The response must consist of every record, restated word for word.

**Exercise input**
=-=-=-=-=
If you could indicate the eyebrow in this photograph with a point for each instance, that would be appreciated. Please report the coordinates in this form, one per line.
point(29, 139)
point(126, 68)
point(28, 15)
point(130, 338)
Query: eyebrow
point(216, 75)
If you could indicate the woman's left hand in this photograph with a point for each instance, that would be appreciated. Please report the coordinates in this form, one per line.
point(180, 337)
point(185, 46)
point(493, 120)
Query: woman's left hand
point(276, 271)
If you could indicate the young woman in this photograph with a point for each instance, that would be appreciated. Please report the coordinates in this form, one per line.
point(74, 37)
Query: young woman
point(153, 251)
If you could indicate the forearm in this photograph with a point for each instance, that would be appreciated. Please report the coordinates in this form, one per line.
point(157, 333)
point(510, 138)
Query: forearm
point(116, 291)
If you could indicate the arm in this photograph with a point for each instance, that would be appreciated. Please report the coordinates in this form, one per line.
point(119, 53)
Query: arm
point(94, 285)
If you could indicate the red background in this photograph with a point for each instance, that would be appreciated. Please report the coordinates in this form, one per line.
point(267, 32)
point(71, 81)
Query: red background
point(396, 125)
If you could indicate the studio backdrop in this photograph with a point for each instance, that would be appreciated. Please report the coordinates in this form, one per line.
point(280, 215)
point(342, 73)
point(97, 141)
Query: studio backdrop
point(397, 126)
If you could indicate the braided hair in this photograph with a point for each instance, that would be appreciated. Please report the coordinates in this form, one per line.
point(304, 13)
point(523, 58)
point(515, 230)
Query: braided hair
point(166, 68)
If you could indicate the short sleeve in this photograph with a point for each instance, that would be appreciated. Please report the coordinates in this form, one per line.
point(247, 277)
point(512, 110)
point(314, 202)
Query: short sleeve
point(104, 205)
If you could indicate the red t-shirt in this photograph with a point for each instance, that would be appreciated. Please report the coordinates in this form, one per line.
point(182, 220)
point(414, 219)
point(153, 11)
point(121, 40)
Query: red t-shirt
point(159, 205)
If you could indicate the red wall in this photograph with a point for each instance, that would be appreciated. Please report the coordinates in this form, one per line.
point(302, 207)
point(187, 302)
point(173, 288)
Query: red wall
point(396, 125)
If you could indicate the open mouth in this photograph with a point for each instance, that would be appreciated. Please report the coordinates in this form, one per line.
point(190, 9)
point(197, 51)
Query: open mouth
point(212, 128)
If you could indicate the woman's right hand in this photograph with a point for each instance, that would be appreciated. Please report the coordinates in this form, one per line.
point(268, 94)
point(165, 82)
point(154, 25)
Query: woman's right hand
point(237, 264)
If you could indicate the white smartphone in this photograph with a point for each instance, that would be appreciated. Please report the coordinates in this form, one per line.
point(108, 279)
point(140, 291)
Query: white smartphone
=-=-=-=-=
**Solution**
If you could indicate the eyebrow in this photograph with a point for each instance, that would be appreciated. Please report the coordinates in this form, one per line.
point(29, 139)
point(126, 68)
point(28, 15)
point(130, 338)
Query: eyebrow
point(216, 75)
If you could indicate the woman's left hand in this photograph with a point for each instance, that would be appreciated. Please report the coordinates in this form, one per line.
point(180, 337)
point(185, 46)
point(493, 120)
Query: woman's left hand
point(276, 271)
If you could indicate the young woman in this photograph with a point for each instance, that would be appreciated. Please report the coordinates in this form, one per line.
point(74, 37)
Query: young woman
point(153, 251)
If you could indicate the forearm in this photograph with a point for each instance, that would be appreciated. Please report the coordinates in this form, one per line.
point(157, 333)
point(510, 138)
Query: forearm
point(116, 291)
If you could indicate the arm in this photograph with a point for each instance, that would be appreciated. Please report the coordinates in this form, one per line.
point(119, 53)
Query: arm
point(94, 285)
If you could indicate the red background in this photograph with a point for each instance, that would be appreciated. Please report the coordinates in this form, one per line.
point(267, 32)
point(71, 81)
Query: red background
point(396, 125)
If you could indicate the studio backdrop in this photograph with a point for each instance, that would be appreciated. Please report the coordinates in this form, one per line.
point(280, 215)
point(342, 73)
point(97, 141)
Query: studio backdrop
point(397, 126)
If you could indicate the braided hair in this photograph with a point for each instance, that would be appreciated. Please report the coordinates in this form, one per line.
point(304, 13)
point(523, 58)
point(515, 230)
Query: braided hair
point(166, 68)
If you could indicate the short sleeve in this photograph with a point for each instance, that would be appreciated. Please report the coordinates in this form, one per line.
point(247, 277)
point(512, 110)
point(314, 202)
Query: short sleeve
point(104, 205)
If you could indicate the red t-shirt in this photograph with a point for each instance, that would be appreciated. Please report the coordinates in this form, one per line.
point(182, 220)
point(414, 219)
point(153, 11)
point(121, 40)
Query: red t-shirt
point(159, 205)
If you could indicate the red wall in this photograph with a point for each instance, that would be appreciated. Please report the coordinates in this form, one per line.
point(302, 207)
point(187, 302)
point(173, 288)
Query: red wall
point(396, 125)
If you could indicate the open mouth in this photograph with a point for each instance, that would be appreciated. Please report the coordinates in this form, one per line.
point(190, 9)
point(197, 51)
Query: open mouth
point(212, 128)
If you could indicate the woman's right hand in this photograph with a point for each instance, that would be appreciated. Please report the coordinates in this form, one per line.
point(268, 94)
point(165, 82)
point(154, 25)
Query: woman's right hand
point(237, 264)
If you could indicate the white smartphone in this photograph with a point for each instance, that would be appreciated. Please report the coordinates in this form, one per line.
point(108, 279)
point(140, 291)
Query: white smartphone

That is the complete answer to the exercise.